- _PROBLEM TO WORK ON_:
Repeat the whole of the data, keeping every detail the same.

- _Records from a data source_:

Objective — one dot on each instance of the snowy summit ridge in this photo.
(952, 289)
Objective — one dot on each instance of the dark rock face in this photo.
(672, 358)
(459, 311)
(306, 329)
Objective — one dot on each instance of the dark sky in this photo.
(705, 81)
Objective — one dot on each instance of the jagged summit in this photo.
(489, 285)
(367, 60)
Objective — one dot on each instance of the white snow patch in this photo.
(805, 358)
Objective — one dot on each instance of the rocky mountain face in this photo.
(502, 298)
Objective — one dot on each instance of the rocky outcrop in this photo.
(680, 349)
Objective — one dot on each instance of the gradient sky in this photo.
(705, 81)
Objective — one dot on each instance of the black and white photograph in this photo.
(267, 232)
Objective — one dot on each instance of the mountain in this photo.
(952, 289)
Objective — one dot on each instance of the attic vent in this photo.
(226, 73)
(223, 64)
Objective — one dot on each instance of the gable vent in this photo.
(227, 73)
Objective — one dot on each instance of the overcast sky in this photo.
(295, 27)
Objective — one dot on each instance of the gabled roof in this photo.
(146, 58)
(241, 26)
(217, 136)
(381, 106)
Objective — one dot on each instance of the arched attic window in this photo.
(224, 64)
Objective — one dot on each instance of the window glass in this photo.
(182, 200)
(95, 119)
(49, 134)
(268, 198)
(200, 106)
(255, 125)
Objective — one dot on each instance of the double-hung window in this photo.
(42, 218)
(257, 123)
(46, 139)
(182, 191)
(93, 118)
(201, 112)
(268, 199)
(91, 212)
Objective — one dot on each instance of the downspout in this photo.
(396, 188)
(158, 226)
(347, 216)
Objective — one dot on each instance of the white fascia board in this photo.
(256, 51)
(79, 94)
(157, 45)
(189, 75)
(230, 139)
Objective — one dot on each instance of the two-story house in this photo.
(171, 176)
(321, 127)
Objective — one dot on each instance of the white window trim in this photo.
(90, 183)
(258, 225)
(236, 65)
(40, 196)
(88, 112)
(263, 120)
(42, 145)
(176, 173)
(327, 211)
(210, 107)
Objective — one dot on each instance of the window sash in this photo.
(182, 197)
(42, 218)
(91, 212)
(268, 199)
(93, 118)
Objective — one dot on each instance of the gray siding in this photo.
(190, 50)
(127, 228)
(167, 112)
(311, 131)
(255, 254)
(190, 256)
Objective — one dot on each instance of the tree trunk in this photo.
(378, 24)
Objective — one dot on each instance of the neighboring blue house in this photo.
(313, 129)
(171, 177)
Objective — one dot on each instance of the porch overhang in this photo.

- _WRITTEN SOLUTION_:
Objective — one dot on each instance of the snowy summit ridge in this photo.
(952, 289)
Objective — one dot on each instance of the dark rock face in this photo.
(672, 358)
(459, 311)
(306, 329)
Objective — one dot on each instance of the dark sky in this photo.
(705, 81)
Objective — one dot on each instance of the jagged summit in this photo.
(489, 285)
(367, 60)
Objective — one dot on each instance of the white snow patch in this photo.
(805, 358)
Objective — one dot on each instance of the rocky mountain face in this photo.
(502, 298)
Objective — one dot on each instance of the rocky outcrop in this photo.
(680, 349)
Objective — one dot on each instance of the gradient sky in this photo.
(705, 81)
Objective — one dot on each instance of the black and white photograph in this photo.
(267, 232)
Objective — one dot on each instance of the mountain in this photo.
(952, 289)
Objective — one dot on each instance of the attic vent in this photo.
(226, 73)
(223, 64)
Objective — one dot on each instance of the gable vent in this photo.
(227, 73)
Objective — one dot on each instance of the overcast sky in this photo.
(295, 27)
Objective — one dot on each instance of the gabled roof in this photo.
(146, 58)
(241, 26)
(217, 136)
(381, 106)
Objective — one dot on each instance of the arched attic window in this photo.
(224, 64)
Objective — one dot on each instance of the window glass in this photo.
(182, 200)
(95, 119)
(49, 134)
(268, 198)
(200, 106)
(255, 125)
Objective — one dot on each instance of the double-hung window in this photo.
(42, 218)
(257, 123)
(46, 139)
(182, 191)
(93, 118)
(201, 112)
(268, 199)
(91, 212)
Objective — one dot on each instance of the downspout in this photo.
(396, 188)
(158, 226)
(347, 216)
Objective — one dot on each instance of the white fascia board in this photo.
(256, 51)
(79, 94)
(157, 45)
(189, 75)
(230, 139)
Objective — one dot on each instance of the two-story house in this photo.
(171, 176)
(321, 127)
Objective — one dot on each instance of the white window trim in this photo.
(90, 183)
(258, 225)
(236, 65)
(40, 196)
(88, 112)
(263, 120)
(42, 145)
(176, 173)
(327, 211)
(210, 107)
Objective — one dot on each instance of the window sash in this photo.
(182, 197)
(42, 218)
(91, 212)
(268, 199)
(93, 118)
Objective — one dot on each instance of the gray siding in this photo.
(190, 50)
(127, 228)
(167, 112)
(311, 131)
(255, 254)
(190, 256)
Objective — one dot on each instance of the tree trunk in this photo.
(378, 24)
Objective — one dot on each instance of the neighboring blue house in this photo.
(313, 129)
(171, 177)
Objective — one dot on each instance of the porch overhang in this photo.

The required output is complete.